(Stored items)
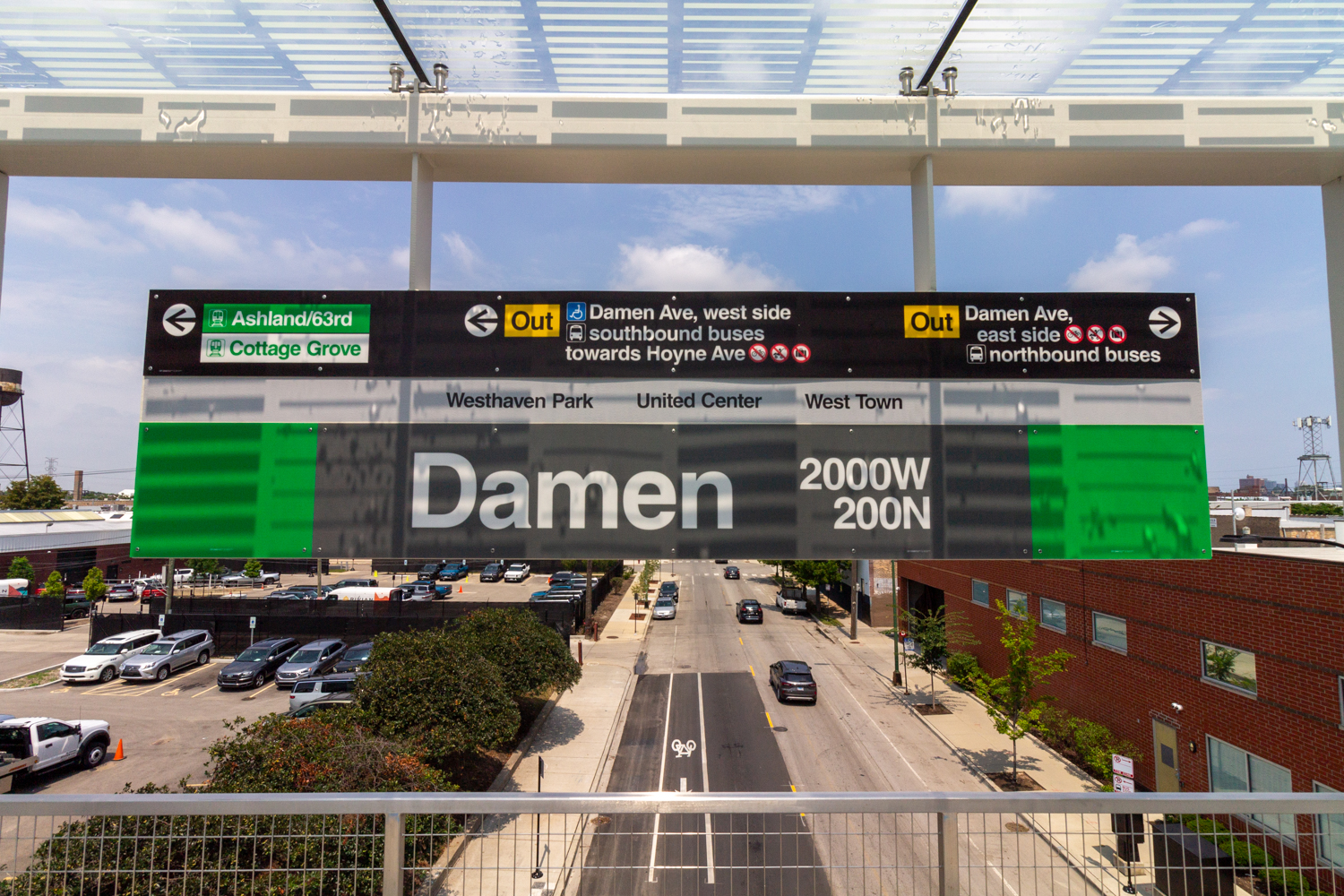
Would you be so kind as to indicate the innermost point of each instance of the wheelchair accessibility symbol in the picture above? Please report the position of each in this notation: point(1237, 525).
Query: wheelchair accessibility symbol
point(683, 750)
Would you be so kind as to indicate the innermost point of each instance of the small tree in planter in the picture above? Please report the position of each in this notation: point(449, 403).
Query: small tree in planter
point(935, 632)
point(1011, 700)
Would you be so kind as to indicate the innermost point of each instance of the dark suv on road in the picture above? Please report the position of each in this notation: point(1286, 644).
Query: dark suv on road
point(792, 680)
point(255, 664)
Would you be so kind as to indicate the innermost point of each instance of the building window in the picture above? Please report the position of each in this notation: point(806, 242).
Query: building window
point(1330, 833)
point(1053, 614)
point(1228, 667)
point(1234, 770)
point(1110, 632)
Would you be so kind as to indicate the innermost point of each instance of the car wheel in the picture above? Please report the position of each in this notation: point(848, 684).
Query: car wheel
point(93, 754)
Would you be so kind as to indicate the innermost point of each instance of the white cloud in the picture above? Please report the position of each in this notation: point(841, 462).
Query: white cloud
point(183, 228)
point(66, 226)
point(719, 211)
point(1005, 202)
point(1134, 266)
point(462, 252)
point(690, 268)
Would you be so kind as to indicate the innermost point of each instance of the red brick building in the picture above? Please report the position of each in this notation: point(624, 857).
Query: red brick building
point(1228, 673)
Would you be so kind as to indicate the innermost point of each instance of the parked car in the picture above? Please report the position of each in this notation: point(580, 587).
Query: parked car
point(102, 661)
point(314, 659)
point(252, 582)
point(792, 680)
point(749, 610)
point(168, 654)
point(453, 571)
point(317, 686)
point(40, 743)
point(325, 702)
point(255, 664)
point(792, 599)
point(354, 657)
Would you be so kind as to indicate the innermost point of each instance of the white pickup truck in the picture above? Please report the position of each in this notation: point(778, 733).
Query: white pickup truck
point(38, 743)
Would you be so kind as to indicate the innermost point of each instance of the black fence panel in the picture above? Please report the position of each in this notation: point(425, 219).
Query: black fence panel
point(351, 621)
point(46, 614)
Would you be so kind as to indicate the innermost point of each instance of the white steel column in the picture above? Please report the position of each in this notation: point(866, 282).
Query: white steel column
point(921, 215)
point(422, 220)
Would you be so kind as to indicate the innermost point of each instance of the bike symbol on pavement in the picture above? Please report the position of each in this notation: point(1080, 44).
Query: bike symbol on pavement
point(683, 750)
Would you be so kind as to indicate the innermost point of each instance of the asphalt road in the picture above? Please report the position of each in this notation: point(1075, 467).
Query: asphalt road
point(857, 737)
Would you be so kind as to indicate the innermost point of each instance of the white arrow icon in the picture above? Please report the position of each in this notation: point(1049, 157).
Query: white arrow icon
point(481, 320)
point(179, 320)
point(1164, 322)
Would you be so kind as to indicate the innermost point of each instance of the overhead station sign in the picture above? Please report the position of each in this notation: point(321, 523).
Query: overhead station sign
point(798, 425)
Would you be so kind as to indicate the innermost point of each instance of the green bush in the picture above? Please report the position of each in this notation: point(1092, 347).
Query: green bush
point(531, 656)
point(962, 668)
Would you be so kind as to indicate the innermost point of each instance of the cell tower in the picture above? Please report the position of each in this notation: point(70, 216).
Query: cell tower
point(13, 435)
point(1314, 466)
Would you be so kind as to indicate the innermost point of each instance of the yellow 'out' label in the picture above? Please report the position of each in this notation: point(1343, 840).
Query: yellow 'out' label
point(531, 320)
point(933, 322)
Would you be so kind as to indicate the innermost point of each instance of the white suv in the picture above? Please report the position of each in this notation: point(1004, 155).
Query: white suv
point(104, 659)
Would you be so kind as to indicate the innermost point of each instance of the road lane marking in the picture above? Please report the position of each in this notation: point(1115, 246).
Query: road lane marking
point(663, 766)
point(704, 780)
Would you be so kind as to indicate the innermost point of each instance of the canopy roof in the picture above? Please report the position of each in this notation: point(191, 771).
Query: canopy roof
point(1007, 47)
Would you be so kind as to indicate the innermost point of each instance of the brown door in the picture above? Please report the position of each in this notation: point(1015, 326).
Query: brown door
point(1166, 756)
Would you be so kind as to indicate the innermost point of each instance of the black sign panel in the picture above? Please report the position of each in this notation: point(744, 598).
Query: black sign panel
point(725, 336)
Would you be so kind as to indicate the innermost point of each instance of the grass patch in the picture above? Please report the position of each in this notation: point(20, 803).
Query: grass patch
point(31, 681)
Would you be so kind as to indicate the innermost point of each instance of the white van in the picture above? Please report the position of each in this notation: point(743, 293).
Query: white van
point(354, 592)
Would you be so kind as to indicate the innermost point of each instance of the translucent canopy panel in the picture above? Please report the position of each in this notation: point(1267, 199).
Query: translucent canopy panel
point(1008, 47)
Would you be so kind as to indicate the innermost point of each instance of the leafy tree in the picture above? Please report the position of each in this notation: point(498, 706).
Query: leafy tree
point(56, 587)
point(935, 632)
point(21, 568)
point(427, 689)
point(38, 493)
point(531, 656)
point(323, 754)
point(94, 586)
point(1011, 700)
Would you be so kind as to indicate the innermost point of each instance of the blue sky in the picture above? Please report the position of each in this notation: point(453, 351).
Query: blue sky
point(81, 257)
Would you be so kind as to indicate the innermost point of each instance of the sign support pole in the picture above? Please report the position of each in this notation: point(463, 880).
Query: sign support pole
point(921, 214)
point(422, 220)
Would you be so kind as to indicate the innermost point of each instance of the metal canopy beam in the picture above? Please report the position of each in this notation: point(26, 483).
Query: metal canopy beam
point(666, 139)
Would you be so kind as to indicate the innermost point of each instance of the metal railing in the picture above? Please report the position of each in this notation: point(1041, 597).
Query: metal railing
point(873, 844)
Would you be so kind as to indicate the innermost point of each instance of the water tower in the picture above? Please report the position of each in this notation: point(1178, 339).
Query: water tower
point(13, 435)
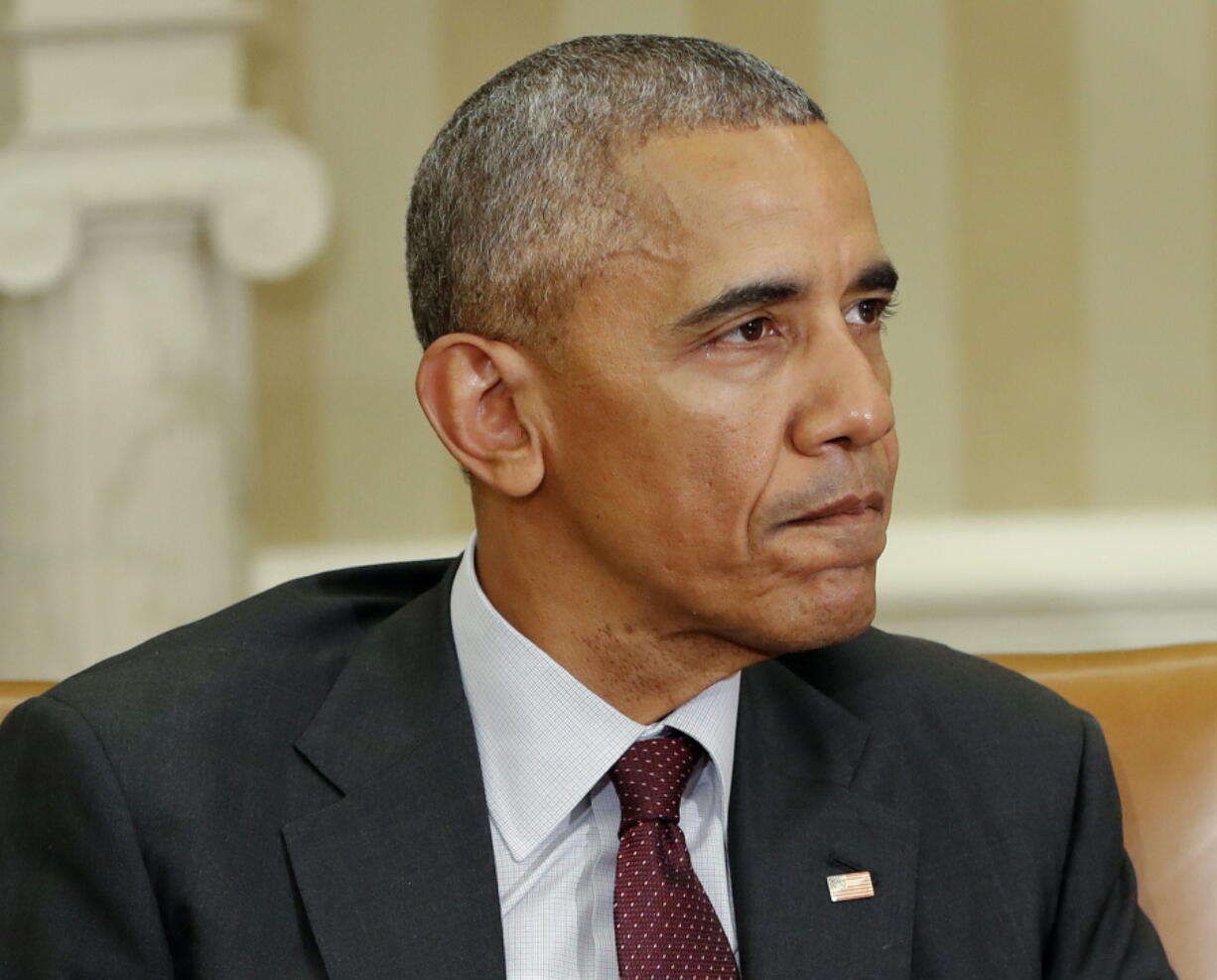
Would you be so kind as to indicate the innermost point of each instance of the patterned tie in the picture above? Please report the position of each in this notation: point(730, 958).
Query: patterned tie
point(666, 925)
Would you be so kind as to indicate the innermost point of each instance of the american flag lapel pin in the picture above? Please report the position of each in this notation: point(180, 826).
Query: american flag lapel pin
point(845, 888)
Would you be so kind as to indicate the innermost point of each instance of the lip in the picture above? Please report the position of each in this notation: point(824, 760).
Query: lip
point(845, 510)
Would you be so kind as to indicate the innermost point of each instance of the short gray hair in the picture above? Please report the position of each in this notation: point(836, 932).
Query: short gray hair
point(518, 195)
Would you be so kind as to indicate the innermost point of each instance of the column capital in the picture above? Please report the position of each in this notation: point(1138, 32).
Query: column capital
point(260, 194)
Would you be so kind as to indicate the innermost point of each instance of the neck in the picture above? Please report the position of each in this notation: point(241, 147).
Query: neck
point(642, 667)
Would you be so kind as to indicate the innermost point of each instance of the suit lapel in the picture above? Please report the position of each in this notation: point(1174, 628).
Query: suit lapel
point(806, 803)
point(397, 877)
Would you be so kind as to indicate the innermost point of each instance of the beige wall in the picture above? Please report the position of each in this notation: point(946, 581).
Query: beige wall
point(1044, 173)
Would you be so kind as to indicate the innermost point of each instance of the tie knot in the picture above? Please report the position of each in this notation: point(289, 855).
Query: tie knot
point(651, 775)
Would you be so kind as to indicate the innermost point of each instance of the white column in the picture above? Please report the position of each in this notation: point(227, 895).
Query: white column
point(1148, 119)
point(135, 201)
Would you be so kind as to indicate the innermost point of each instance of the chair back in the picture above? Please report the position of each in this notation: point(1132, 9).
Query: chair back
point(1158, 711)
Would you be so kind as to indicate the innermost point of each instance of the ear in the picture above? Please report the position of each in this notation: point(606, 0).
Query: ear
point(474, 393)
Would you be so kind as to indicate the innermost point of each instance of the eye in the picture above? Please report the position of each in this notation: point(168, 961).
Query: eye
point(869, 312)
point(755, 329)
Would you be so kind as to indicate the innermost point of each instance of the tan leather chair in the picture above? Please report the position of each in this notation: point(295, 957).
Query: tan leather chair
point(12, 693)
point(1158, 711)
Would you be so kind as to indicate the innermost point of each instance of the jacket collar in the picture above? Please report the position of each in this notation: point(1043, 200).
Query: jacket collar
point(397, 877)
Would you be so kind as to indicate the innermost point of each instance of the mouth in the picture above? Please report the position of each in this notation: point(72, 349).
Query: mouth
point(846, 510)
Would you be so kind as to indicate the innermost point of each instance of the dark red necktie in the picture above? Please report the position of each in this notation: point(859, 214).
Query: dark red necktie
point(666, 925)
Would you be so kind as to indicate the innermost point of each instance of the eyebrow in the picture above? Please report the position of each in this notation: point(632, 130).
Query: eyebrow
point(879, 275)
point(742, 297)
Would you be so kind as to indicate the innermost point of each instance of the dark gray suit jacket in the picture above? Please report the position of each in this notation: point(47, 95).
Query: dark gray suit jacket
point(291, 789)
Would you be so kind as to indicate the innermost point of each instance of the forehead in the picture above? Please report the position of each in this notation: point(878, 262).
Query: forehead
point(717, 208)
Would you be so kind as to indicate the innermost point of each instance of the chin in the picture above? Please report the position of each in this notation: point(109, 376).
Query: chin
point(839, 607)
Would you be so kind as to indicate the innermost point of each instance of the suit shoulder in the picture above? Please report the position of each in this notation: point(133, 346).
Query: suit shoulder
point(283, 645)
point(905, 678)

» REQUIRED WORK: Reproduce only the lines above spanning from the line containing "Query: white column" through the line containing "notation: point(1043, 200).", word for word.

» RESPONSE AREA:
Query: white column
point(1148, 119)
point(135, 201)
Would you be so kind as to indicate the innermost point of each instance of the chair back in the picture above? Please report the position of each in this notation: point(1132, 9).
Query: chair back
point(1158, 711)
Would you be so kind as to indicate the innermost point of each instance of the ear in the picture above? Please report the position of each in this notation: point(606, 0).
Query: ear
point(474, 393)
Would you be so kind as to indicate the innermost point of each instance of the eye in the picture above? Please report the position of each in this notation: point(168, 961).
Query: eye
point(869, 312)
point(755, 329)
Would you be so kind as to indicate the innermost point of each instance of the tan leather chair in the picture above? Please report the position of each in this notation: point(295, 957).
Query: tan leather chair
point(12, 693)
point(1158, 711)
Would you be so kind as to indicate the innermost point of each instance of the jacket collar in the picture above? Please report the position of each in this notation: point(1043, 200).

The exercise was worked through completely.